Page excerpt:
________

Results obtained for EPS productivity indicated the presence of monomer sugars such as arabinose (50.65%), mannose (19.20%), mannitol (15.58%), fructose (7.96%), trehalose (6.49%), and glucuronic acid, xylose, galactose and glucose with low percentages of ≤ 0.11. EPS productivity of wild and mutant strains was obtained as 1.044 and 2.783 mg/ml, respectively, after 7 days of fermentation. The result of EPS production for UV irradiated strain corresponds to a yield improvement of 2.7 fold of the wild-type. UV Spectroscopy and SEM analysis studies on EPS nanoparticle product of the improved (UV irradiated) strain indicated the formation of AgNPs at the absorption band of 421 nm with a size range of 50-100 nm.

________

Prompt 1:
Retype the EPS study excerpt between "Results obtained for" and "of 50-100 nm.", inclusive.
Prompt 2:
In the EPS study excerpt, how many times greater was the UV irradiated strain's EPS yield than the wild-type's?
Prompt 3:
Carry on the EPS study excerpt past its final sentence.

Excerpts from a dataset:
________

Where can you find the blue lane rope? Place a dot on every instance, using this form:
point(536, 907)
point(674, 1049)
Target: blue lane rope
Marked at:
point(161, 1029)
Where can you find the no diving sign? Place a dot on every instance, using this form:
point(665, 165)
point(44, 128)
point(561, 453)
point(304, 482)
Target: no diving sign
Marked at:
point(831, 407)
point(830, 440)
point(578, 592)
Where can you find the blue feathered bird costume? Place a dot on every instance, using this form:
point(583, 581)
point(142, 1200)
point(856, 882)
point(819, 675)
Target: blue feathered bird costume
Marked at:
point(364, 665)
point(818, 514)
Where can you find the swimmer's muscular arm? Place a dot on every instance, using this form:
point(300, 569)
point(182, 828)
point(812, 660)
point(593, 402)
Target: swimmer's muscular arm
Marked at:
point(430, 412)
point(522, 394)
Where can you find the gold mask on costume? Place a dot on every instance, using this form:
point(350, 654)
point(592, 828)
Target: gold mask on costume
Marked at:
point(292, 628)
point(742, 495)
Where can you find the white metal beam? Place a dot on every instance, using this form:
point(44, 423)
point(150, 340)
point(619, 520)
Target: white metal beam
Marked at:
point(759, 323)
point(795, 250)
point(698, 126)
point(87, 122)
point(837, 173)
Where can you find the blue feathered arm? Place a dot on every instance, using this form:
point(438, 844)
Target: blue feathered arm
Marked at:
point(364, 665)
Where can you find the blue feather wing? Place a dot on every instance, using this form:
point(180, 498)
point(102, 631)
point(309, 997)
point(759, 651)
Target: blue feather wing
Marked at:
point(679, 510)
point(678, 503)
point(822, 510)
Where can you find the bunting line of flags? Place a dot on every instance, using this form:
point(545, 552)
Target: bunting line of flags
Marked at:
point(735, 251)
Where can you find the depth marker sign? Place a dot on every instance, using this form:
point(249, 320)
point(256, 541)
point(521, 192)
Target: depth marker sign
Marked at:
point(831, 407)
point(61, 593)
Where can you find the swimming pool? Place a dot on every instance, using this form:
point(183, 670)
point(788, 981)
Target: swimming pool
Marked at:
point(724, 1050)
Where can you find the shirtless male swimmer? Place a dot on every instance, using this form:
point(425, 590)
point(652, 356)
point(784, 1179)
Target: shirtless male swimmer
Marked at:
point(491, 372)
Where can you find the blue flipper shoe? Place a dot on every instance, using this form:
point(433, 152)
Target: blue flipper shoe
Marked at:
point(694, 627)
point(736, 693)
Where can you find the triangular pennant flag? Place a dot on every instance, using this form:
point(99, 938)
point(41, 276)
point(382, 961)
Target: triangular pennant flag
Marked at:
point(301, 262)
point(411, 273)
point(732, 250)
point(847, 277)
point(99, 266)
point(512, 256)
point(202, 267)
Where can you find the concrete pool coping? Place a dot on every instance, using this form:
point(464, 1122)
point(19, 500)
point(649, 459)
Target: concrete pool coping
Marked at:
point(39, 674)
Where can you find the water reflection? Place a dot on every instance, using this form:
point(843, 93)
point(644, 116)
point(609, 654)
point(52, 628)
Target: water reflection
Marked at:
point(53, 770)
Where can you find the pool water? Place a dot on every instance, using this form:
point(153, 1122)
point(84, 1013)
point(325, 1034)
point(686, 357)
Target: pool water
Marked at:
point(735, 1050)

________

Written response 1:
Results obtained for EPS productivity indicated the presence of monomer sugars such as arabinose (50.65%), mannose (19.20%), mannitol (15.58%), fructose (7.96%), trehalose (6.49%), and glucuronic acid, xylose, galactose and glucose with low percentages of ≤ 0.11. EPS productivity of wild and mutant strains was obtained as 1.044 and 2.783 mg/ml, respectively, after 7 days of fermentation. The result of EPS production for UV irradiated strain corresponds to a yield improvement of 2.7 fold of the wild-type. UV Spectroscopy and SEM analysis studies on EPS nanoparticle product of the improved (UV irradiated) strain indicated the formation of AgNPs at the absorption band of 421 nm with a size range of 50-100 nm.

Written response 2:
2.7 fold

Written response 3:
Conclusion:

This study, which aimed at eco-friendly synthesis of myco-nanoparticle has established the novel ability of L. edodes’ polysaccharide in silver nanoparticles biosynthesis. It expounded potential frontiers of silver nanoparticles application in the water industry. To the best of the authors’ knowledge, this result represents the first report on the biosynthesis of AgNPs using L. edode’s EPS.

Keywords: AgNPs, EPS, Mutants, L. edodes, UV irradiation, Myco-nanoparticle.



1. INTRODUCTION

Nanotechnology is the study, construction and utilisation of materials in the physical range of 1-100 nm [1]. Nanoparticles are regarded as the basic building blocks of nanotechnology and the development of a biological process for the synthesis of nanoparticles is developing into an important branch of nanotechnology [2, 3]. In the recent decades, nanoparticles have met a great expansion and serious investigations due to their potentials in a wide spectrum of industrial applications [4, 5]. Biologically synthesized nanoparticles have been implicated in the production of antibacterial and antiviral materials, catalysts in biological labeling, biosensors, chemical reactions, detection of genetic disorders, drug delivery, electrical batteries, gene therapy and DNA sequencing, optical receptors [6].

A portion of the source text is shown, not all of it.